-- START Records supplied --

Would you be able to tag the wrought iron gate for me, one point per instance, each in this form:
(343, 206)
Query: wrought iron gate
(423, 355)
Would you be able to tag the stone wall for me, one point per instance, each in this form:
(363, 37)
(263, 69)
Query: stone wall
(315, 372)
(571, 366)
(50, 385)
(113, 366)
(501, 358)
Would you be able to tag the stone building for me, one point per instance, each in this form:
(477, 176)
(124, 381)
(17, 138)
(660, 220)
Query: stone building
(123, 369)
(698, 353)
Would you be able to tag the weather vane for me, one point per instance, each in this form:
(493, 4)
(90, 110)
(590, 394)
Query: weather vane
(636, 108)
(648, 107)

-- END Records supplied --

Written task
Can you copy all of the entries above word for word, keeping every line unchanged?

Solution for this problem
Would you be able to tag the wrought iron gate for me, one point per instance, each in this form:
(343, 206)
Query: wrought iron gate
(423, 355)
Would you be able to tag the stone wall for me, one point per instance, each in this form:
(363, 37)
(263, 69)
Query: stone wall
(315, 372)
(571, 366)
(50, 385)
(113, 366)
(501, 358)
Would you be able to tag the stone building for me, one point per instance, each in this form:
(477, 176)
(124, 381)
(17, 138)
(660, 220)
Query: stone building
(123, 369)
(698, 353)
Would you be able to tag the weather vane for me, one point per instance, each in this form:
(493, 4)
(90, 110)
(590, 394)
Query: weather vane
(636, 108)
(648, 107)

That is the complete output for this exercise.